Text block:
▬▬▬
MARINE CORPS BASE CAMP LEJEUNE, N.C. - -- Finding one’s path in life isn’t an exact science. For those who’ve known since they were little, the choice is easy. But for the rest who aren’t 100 percent sure, trial and error seems the way to find out.
For Sgt. Timothy E. White, a field radio operator with Communications Company, Headquarters Battalion, 2nd Marine Division, his plans for life after high school weren’t set in stone.
“I went to junior college for about a year, but after my $500 scholarship ran out, I couldn’t afford to continue and had to drop-out,” White said. “To support myself, I did everything from DJing at a radio station to working as a mechanic at a gas station.”
The one thing he did know for sure was what he wasn’t going to do - join the military. For White, being the son of a Marine was quite enough.
“Growing up, I always told my dad I’d never join, not in a million years,” he said. “It’s not that I hated the Marine Corps, it just wasn’t for me.”
After ¬six years of working various odd jobs and doing the college thing, White, who was born at the Naval Hospital aboard Marine Corps Base Camp Pendleton, Calif., finally realized what he was put here to do.
“I can’t really explain how or why,” White said, “but one day, completely out of the blue, it just hit me.”
In 1993, at the age of 24, White enlisted in the Marine Corps as an administrative clerk.
“I chose admin because it was more of a business type job,” he said. “If I ever decided to get out, I knew those skills would come in handy out in the civilian community.”
▬▬▬
Raw data:
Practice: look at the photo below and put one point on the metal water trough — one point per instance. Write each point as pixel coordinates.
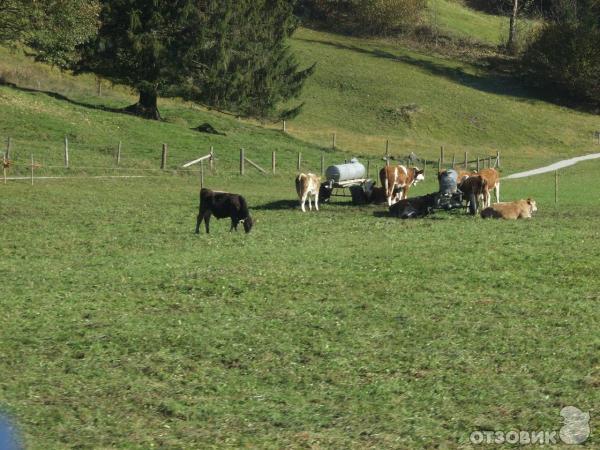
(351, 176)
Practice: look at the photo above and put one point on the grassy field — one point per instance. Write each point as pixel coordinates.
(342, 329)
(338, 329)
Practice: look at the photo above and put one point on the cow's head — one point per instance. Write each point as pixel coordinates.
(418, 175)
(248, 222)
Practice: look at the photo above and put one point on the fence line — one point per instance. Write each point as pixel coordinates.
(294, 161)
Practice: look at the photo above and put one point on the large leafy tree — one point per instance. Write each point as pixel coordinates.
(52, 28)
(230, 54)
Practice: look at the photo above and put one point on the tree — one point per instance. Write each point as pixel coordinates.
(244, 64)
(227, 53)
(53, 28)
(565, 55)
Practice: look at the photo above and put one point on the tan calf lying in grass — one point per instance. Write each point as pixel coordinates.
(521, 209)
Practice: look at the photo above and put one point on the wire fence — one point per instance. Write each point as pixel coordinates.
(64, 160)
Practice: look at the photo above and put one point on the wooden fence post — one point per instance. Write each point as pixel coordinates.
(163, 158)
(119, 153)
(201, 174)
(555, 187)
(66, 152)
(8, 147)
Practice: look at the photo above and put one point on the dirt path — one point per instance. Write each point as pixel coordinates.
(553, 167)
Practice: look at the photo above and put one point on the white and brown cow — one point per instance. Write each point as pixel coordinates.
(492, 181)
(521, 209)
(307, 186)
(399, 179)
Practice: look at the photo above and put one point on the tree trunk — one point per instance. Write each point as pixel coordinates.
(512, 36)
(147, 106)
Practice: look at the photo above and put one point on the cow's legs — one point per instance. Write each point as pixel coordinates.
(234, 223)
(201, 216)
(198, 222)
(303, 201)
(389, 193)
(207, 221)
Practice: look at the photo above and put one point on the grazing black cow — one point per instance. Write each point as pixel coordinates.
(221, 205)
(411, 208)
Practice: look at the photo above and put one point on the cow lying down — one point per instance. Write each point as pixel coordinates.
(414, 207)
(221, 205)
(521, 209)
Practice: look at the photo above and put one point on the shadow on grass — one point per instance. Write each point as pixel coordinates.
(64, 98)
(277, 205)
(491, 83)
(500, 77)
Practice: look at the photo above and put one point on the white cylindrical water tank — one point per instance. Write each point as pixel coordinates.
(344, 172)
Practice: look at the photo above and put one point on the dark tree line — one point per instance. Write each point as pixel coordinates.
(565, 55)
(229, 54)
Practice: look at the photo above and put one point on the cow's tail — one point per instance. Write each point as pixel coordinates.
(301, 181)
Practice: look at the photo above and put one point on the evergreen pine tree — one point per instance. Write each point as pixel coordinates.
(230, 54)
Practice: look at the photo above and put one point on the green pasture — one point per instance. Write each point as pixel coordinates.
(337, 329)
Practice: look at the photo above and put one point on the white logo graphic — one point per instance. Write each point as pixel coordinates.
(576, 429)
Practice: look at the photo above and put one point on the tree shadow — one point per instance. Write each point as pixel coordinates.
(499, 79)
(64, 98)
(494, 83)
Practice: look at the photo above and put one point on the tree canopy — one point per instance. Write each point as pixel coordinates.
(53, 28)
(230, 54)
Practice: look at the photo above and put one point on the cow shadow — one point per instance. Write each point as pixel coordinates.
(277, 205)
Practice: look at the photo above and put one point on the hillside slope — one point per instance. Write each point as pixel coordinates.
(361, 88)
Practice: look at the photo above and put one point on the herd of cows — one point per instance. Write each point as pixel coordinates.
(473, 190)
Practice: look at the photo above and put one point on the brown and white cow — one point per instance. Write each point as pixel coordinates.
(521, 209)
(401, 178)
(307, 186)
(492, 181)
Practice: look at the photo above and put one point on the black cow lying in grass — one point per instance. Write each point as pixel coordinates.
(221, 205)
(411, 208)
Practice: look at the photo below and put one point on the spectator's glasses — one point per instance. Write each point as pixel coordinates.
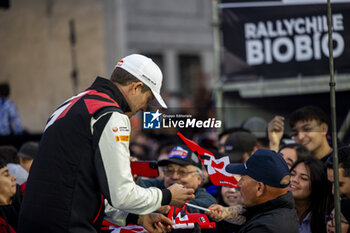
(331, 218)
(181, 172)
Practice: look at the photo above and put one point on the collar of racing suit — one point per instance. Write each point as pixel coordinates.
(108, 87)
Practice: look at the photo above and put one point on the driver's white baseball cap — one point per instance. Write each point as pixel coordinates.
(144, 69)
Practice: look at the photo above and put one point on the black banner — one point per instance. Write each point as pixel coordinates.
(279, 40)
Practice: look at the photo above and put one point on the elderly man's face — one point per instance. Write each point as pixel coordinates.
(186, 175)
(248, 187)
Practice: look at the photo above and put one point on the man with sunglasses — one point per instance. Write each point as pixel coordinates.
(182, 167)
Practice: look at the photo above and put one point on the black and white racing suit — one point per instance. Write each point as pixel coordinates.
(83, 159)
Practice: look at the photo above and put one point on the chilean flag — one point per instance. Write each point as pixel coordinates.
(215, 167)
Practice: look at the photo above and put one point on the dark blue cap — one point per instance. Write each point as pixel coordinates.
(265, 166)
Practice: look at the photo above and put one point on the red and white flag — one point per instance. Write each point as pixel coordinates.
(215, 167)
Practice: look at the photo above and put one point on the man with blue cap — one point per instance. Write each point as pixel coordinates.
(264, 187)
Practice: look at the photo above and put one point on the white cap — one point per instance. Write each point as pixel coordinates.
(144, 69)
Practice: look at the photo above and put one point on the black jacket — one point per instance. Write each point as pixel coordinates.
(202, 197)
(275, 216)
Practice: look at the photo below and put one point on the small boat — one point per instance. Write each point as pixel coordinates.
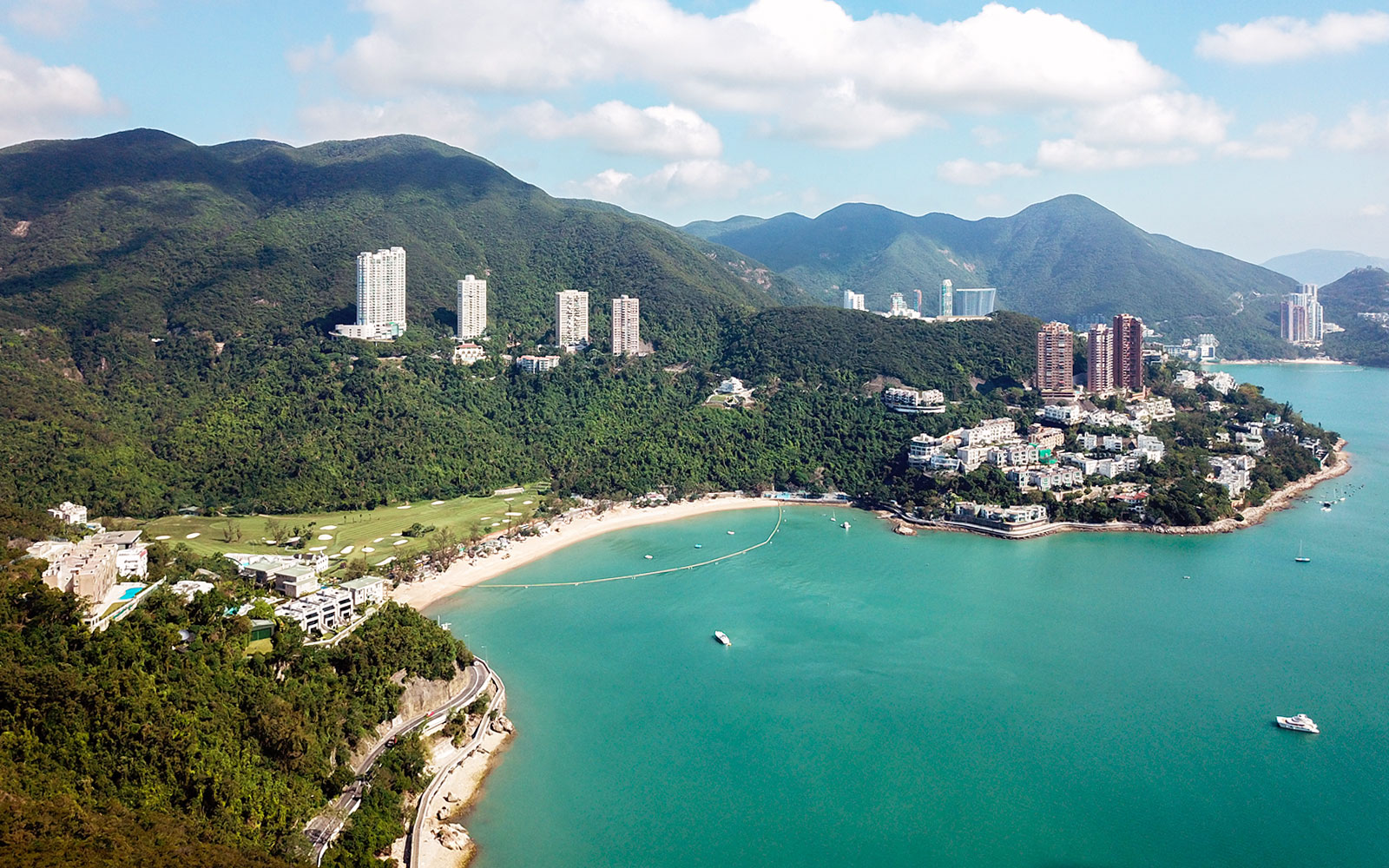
▬▬▬
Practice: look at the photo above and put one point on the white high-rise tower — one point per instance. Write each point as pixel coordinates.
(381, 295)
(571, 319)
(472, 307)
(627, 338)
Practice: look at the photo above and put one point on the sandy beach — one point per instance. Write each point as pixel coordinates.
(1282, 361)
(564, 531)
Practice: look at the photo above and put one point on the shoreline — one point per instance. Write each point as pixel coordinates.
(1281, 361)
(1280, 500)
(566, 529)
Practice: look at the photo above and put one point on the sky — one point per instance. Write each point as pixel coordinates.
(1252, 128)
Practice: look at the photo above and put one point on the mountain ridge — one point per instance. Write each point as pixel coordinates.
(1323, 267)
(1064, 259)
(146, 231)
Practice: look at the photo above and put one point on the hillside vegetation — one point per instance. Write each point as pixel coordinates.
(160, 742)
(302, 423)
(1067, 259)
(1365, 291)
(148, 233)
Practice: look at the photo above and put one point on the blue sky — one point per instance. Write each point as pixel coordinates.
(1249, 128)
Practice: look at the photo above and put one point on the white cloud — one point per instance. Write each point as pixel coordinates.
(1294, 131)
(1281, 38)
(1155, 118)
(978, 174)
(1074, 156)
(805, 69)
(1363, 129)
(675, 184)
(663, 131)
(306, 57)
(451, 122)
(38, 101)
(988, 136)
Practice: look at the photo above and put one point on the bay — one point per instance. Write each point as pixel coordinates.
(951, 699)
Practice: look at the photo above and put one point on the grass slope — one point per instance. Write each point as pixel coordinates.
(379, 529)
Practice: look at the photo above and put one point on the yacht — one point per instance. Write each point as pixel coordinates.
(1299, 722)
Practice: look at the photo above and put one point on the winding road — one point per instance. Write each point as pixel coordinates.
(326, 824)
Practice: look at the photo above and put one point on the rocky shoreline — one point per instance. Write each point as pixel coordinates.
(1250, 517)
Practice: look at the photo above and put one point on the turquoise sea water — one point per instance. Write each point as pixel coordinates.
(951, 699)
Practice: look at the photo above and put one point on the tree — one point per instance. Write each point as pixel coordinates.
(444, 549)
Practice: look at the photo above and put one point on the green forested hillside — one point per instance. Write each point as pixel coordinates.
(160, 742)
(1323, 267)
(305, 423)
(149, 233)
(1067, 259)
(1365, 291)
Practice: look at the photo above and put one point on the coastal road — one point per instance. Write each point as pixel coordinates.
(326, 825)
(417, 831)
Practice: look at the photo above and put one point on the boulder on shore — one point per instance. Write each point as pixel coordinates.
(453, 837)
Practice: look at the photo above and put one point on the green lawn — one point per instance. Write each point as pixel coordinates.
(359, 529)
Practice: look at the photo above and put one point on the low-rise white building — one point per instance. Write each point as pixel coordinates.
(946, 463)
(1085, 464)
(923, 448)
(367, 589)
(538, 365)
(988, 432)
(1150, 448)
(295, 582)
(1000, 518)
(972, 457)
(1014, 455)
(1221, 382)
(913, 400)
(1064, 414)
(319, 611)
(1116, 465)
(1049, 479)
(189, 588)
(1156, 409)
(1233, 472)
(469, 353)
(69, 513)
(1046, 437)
▬▬▬
Exercise requirements:
(1) Reproduce the passage of the article on Sgt. Timothy E. White above, from "For Sgt. Timothy" up to and including "was quite enough.".
(2) Name each job or military role that the article on Sgt. Timothy E. White says he has held.

Solutions to the exercise:
(1)
For Sgt. Timothy E. White, a field radio operator with Communications Company, Headquarters Battalion, 2nd Marine Division, his plans for life after high school weren’t set in stone.
“I went to junior college for about a year, but after my $500 scholarship ran out, I couldn’t afford to continue and had to drop-out,” White said. “To support myself, I did everything from DJing at a radio station to working as a mechanic at a gas station.”
The one thing he did know for sure was what he wasn’t going to do - join the military. For White, being the son of a Marine was quite enough.

(2)
- Field radio operator with Communications Company, Headquarters Battalion, 2nd Marine Division
- DJ at a radio station
- Mechanic at a gas station
- Administrative clerk in the Marine Corps